◆ **Assignment**
This task is to restate all of the entries exactly.

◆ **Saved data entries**
>>>
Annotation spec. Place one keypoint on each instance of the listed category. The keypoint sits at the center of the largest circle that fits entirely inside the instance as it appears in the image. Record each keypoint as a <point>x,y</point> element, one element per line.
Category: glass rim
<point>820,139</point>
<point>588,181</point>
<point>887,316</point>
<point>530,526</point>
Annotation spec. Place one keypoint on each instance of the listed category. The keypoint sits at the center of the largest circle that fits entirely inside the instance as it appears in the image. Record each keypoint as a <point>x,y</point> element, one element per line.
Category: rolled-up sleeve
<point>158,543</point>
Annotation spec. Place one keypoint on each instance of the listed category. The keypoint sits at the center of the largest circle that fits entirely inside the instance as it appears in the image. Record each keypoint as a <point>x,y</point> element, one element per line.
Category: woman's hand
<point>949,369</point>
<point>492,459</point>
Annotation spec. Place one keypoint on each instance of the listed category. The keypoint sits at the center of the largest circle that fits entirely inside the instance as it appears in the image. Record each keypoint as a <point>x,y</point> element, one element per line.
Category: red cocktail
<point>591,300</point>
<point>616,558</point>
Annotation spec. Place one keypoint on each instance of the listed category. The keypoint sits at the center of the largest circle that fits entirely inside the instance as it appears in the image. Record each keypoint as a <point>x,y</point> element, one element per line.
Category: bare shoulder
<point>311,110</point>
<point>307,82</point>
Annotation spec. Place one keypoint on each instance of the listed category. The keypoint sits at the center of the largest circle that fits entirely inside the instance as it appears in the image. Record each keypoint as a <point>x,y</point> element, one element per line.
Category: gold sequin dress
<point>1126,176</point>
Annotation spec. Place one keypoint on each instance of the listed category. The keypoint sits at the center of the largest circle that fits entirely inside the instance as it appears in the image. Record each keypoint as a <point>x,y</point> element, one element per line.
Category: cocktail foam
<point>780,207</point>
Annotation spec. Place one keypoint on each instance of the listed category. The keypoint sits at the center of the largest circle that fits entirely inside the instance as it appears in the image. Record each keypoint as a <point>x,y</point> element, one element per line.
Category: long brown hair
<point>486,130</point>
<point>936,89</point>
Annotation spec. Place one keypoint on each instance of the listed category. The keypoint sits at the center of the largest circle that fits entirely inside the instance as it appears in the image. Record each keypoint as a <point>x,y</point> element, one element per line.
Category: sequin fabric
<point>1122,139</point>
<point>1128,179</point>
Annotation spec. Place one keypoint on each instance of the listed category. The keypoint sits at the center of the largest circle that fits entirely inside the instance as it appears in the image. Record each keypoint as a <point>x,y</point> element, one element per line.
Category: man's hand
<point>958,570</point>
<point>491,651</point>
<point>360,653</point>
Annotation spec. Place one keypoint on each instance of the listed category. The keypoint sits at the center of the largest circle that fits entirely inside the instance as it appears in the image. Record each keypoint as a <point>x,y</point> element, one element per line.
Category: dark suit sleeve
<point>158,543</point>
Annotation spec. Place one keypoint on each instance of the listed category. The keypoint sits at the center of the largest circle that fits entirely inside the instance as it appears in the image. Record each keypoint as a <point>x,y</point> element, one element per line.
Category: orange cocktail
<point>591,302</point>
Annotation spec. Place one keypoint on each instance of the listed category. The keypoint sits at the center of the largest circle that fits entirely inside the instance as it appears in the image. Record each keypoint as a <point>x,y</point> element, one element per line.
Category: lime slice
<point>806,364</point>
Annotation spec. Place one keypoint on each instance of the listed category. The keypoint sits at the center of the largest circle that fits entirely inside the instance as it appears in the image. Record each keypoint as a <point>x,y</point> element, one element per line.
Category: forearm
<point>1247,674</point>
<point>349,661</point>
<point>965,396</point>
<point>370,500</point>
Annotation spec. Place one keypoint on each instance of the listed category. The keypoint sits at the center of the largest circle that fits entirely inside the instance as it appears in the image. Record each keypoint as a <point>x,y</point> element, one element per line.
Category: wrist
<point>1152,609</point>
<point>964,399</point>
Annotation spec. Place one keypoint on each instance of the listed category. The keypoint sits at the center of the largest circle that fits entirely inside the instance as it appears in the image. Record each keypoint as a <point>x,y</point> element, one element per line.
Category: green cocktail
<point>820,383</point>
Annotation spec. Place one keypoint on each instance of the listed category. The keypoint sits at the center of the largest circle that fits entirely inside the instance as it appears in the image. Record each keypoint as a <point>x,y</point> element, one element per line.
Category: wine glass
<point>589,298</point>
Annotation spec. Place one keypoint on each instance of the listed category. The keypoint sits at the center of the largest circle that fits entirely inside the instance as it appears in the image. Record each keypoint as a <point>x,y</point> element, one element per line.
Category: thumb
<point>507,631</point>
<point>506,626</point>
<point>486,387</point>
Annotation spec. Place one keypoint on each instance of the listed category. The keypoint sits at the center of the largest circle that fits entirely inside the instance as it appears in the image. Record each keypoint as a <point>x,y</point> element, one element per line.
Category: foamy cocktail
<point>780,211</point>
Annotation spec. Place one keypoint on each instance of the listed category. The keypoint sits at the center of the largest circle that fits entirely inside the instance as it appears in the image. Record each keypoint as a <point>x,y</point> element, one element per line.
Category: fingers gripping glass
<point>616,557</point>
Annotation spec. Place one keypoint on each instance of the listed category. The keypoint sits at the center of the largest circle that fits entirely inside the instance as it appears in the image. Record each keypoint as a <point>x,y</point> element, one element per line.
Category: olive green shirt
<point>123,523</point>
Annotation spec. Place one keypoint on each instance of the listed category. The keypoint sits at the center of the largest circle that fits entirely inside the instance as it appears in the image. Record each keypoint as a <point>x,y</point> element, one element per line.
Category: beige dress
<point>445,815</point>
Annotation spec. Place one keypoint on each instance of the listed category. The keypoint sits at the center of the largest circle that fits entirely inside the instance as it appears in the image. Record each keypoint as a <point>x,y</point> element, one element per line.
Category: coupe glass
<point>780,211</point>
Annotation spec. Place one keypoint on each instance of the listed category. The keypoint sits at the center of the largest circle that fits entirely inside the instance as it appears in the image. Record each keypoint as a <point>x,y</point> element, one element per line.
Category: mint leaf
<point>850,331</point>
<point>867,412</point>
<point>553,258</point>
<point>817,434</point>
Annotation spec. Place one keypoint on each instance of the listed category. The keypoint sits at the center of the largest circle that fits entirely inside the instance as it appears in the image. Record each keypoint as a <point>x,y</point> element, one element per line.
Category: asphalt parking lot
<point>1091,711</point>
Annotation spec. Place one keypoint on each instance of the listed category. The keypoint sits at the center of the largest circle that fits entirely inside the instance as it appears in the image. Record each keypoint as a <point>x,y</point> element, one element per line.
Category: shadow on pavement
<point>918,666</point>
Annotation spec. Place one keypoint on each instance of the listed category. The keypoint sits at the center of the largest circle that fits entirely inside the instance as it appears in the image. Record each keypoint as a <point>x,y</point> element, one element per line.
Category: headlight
<<<
◆ **Written solution**
Annotation spec. Place one keypoint on each instance of the listed category. The keypoint sits at the center of the largest circle that fits entirely inside the instance as it appears in the image. Record each keypoint as a <point>x,y</point> element, one element per line.
Category: glass rim
<point>820,139</point>
<point>588,181</point>
<point>887,316</point>
<point>530,526</point>
Annotation spec. Place one keypoint on each instance of the listed category. The keypoint sits at the center of the largest circle that fits entirely inside the instance as it appears in the image. Record each keypoint as a <point>x,y</point> element, one element per line.
Category: rolled-up sleeve
<point>158,543</point>
Annotation spec. Place one keypoint on each instance of the listed category. The keypoint sits at the center of the largest circle that fits entirely inside the instance as it appears in the image. Record each keypoint as a <point>x,y</point> element, one element per line.
Category: woman's hand
<point>949,369</point>
<point>492,459</point>
Annotation spec. Place one keypoint on each instance of the listed category. The keypoint sits at the center of the largest circle that fits entirely inside the instance as it appears in the image. Record each keypoint as a <point>x,y</point> element, one element per line.
Category: red cocktail
<point>591,300</point>
<point>616,558</point>
Annotation spec. Place one keypoint on each instance of the listed category. The keypoint sits at the center of the largest circle that fits entirely inside the instance as it appears in the image. Record each keypoint as a <point>x,y</point> element, one element per line.
Category: bare shoulder
<point>311,110</point>
<point>307,82</point>
Annotation spec. Place one keypoint on each instance of the listed category. The keypoint sits at the center of the largest circle that fits entirely inside the instance as it appears in the image. Record each keypoint as a <point>x,y</point> element, one element per line.
Category: gold sequin dress
<point>1126,176</point>
Annotation spec. Place one keypoint on each instance of the listed category. The keypoint sits at the center of the largest circle that fits entirely inside the instance as it appears in the image. Record each keypoint as a <point>x,y</point> element, one element per line.
Category: cocktail foam
<point>780,207</point>
Annotation spec. Place one keypoint on each instance of the listed category. The keypoint sits at the center of the largest circle that fits entirely inside the instance as it appears in the image. Record each keypoint as a <point>x,y</point> element, one element per line.
Category: long brown hair
<point>486,130</point>
<point>936,89</point>
Annotation spec. Place one keypoint on each instance of the listed category. The keypoint sits at the center of the largest circle that fits entirely inside the instance as it appears in the image. Record each keypoint as a <point>x,y</point> element, one element per line.
Category: sequin fabric
<point>1122,139</point>
<point>1128,179</point>
Annotation spec. Place one keypoint on each instance of the listed category. The keypoint sits at the center of the largest circle that fits entirely inside the instance as it appears in the image. Record each keypoint as a <point>x,y</point> element, one element per line.
Category: man's hand
<point>958,570</point>
<point>491,651</point>
<point>360,653</point>
Annotation spec. Place one keypoint on each instance of the listed category. The keypoint sits at the center of the largest circle that fits entirely inside the instance as it appears in the image. Record each keypoint as a <point>x,y</point> element, one element per line.
Category: dark suit sleeve
<point>158,543</point>
Annotation spec. Place one keypoint on each instance of the listed category. The keypoint sits at the center of the largest circle that fits entirely inside the instance as it appears in the image. Record each keypoint as a <point>x,y</point> element, one element per line.
Category: orange cocktail
<point>591,302</point>
Annotation spec. Place one keypoint on each instance of the listed category. The keypoint sits at the center of the largest circle that fits entirely inside the instance as it appears in the image. Record each keypoint as a <point>x,y</point> element, one element per line.
Category: lime slice
<point>806,364</point>
Annotation spec. Place one keypoint on each instance of the listed category. The keypoint sits at the center of the largest circle that fits entirely inside the instance as it appears in the image. Record each keypoint as a <point>x,y</point> element, one element per line.
Category: forearm
<point>1247,674</point>
<point>349,661</point>
<point>965,396</point>
<point>370,500</point>
Annotation spec. Place one keypoint on each instance of the listed category. The keypoint sits at the center of the largest circle that fits entirely inside the instance as it appears in the image. Record each keypoint as a <point>x,y</point> element, one element per line.
Category: wrist
<point>1152,609</point>
<point>964,399</point>
Annotation spec. Place one keypoint on each instance of the listed category. The keypoint sits at the center of the largest circle that fits entirely inside the instance as it appears in the image. Record each keypoint as a <point>x,y</point> element, one element per line.
Category: green cocktail
<point>820,383</point>
Annotation spec. Place one keypoint on each instance of the listed category. The keypoint sits at the center of the largest circle that fits entirely inside the instance as it appears in the image. Record each keypoint as a <point>x,y</point> element, one element per line.
Category: wine glass
<point>589,298</point>
Annotation spec. Place one keypoint on each instance of the listed category. The keypoint sits at the center of the largest circle that fits entirely inside the instance as it appears in the image. Record each keypoint as a <point>x,y</point> element, one element per line.
Category: thumb
<point>507,631</point>
<point>506,626</point>
<point>486,387</point>
Annotation spec. Place one keypoint on each instance of the listed category. The keypoint sits at the center of the largest circle that fits entirely inside the instance as it appears in the image. Record each keypoint as a <point>x,y</point> element, one element per line.
Category: foamy cocktail
<point>780,211</point>
Annotation spec. Place one keypoint on each instance of the listed category. The keypoint sits at the center of the largest circle that fits entirely inside the instance as it appears in the image. Record each keypoint as a <point>x,y</point> element, one element per line.
Category: fingers gripping glass
<point>616,557</point>
Annotation spec. Place one keypoint on each instance of the listed category. The keypoint sits at the center of the largest circle that fits entirely inside the instance as it appears in the image. Record each keypoint as a <point>x,y</point> element, one element per line.
Category: olive green shirt
<point>123,523</point>
Annotation spec. Place one keypoint on each instance of the listed category. The keypoint sits at the center of the largest circle that fits entirely inside the instance as it appears in the image. Record each keypoint as a <point>x,y</point> element, one element per line.
Category: beige dress
<point>445,815</point>
Annotation spec. Place one keypoint on each instance of the listed category. The keypoint sits at the center of the largest circle that fits entirely inside the instance as it appears in the image. Record each keypoint as a <point>x,y</point> element, one element per line.
Category: coupe glass
<point>780,211</point>
Annotation spec. Place one keypoint on each instance of the listed category. The keypoint sits at the center of the largest circle that fits entirely inside the instance as it appears in the image. Record each keypoint as a <point>x,y</point> element, one element per line.
Category: mint leaf
<point>850,331</point>
<point>867,412</point>
<point>553,258</point>
<point>817,434</point>
Annotation spec. Place one keypoint on each instance of the listed category. The keypoint sits at the center of the largest circle that fits entirely inside the instance as it appears in the image. Record each keypoint as a <point>x,y</point> element, one element per line.
Category: asphalt parking lot
<point>1091,711</point>
Annotation spec. Place one keypoint on each instance of the listed category. The keypoint sits at the center of the largest circle that fits entirely inside the instance as it appears in the image. Record each keypoint as a <point>x,y</point> element, one element per line.
Category: shadow on pavement
<point>918,666</point>
Annotation spec. Place one keypoint on each instance of the listed category. The keypoint sits at the center of the largest circle that fits entirely inside the instance as it appears in the image. Record each keypoint as a <point>x,y</point> element, one element per line.
Category: headlight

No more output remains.